── TASK INPUTS
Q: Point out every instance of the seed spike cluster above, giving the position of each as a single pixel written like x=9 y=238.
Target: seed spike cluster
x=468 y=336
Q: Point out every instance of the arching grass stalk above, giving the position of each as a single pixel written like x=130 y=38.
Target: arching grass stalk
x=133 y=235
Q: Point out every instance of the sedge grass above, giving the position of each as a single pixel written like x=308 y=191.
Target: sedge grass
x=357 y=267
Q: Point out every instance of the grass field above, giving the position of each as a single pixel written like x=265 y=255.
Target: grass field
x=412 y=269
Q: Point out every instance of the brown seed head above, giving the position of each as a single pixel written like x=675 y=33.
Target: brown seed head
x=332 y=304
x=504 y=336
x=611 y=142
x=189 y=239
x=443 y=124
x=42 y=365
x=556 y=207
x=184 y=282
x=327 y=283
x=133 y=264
────
── TASK INPUTS
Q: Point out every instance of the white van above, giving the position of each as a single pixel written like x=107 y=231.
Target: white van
────
WHAT THE EXERCISE ASKS → Your task is to transcribe, with no changes, only the lines of the listing above that lie between the line holding "Q: Point out every instance of the sedge" and the line holding "Q: Point out every instance of the brown", inclusive.

RESULT FOR THIS TASK →
Q: Point out every instance of the sedge grass above, giving the position of each as a single pixel written like x=308 y=191.
Target: sedge grass
x=357 y=267
Q: Point out every instance of the grass field above, giving the position of each as a single pixel written like x=265 y=255.
Target: grass field
x=412 y=269
Q: Point out every instance of the brown seed head above, giving the position of each as a single pixel written like x=675 y=33.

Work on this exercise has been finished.